[What you need to do]: Read through the entries below and return each line with the word "instance".

[Data provided]:

-- Opening Marker --

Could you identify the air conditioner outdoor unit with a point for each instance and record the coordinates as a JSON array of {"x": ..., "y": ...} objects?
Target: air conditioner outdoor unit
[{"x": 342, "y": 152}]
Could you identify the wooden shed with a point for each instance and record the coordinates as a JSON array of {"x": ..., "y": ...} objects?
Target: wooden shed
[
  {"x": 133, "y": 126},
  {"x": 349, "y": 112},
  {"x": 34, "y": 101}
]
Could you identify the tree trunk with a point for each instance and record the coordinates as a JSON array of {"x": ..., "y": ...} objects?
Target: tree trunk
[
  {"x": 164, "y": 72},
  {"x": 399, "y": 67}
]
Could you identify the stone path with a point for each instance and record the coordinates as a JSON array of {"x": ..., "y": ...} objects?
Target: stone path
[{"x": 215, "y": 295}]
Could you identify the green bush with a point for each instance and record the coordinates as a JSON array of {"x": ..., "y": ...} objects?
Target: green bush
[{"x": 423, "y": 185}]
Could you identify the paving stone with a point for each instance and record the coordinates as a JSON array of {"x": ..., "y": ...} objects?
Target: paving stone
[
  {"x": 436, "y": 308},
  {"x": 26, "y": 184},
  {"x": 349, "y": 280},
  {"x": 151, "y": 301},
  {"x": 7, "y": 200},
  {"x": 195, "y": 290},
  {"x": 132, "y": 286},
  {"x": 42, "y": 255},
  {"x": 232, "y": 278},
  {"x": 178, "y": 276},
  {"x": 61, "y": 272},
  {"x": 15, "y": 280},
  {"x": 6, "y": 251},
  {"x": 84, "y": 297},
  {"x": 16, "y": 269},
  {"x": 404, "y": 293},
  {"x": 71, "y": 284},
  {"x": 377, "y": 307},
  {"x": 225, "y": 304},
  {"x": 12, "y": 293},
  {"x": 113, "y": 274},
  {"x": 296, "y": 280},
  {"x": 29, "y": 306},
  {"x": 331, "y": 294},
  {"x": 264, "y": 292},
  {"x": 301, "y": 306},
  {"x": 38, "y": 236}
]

-- Closing Marker --

[Answer space]:
Could you identify the air conditioner outdoor unit with a point for each instance and record the coordinates as a JSON array of {"x": ..., "y": ...} objects?
Could you identify the wooden shed with a point for each instance and record the coordinates as a JSON array of {"x": ..., "y": ...} objects?
Could you identify the tree trunk with a point for each instance and record the coordinates as a JSON array of {"x": ..., "y": ...} objects?
Could you identify the stone path with a point for each instance and record the coordinates as a JSON array of {"x": ..., "y": ...} objects?
Could you identify the green bush with a point for each instance and record the coordinates as a JSON array of {"x": ..., "y": ...} objects?
Could you identify the paving stone with a point for each instance and record the coordinates as a JSON array of {"x": ..., "y": ...} objects?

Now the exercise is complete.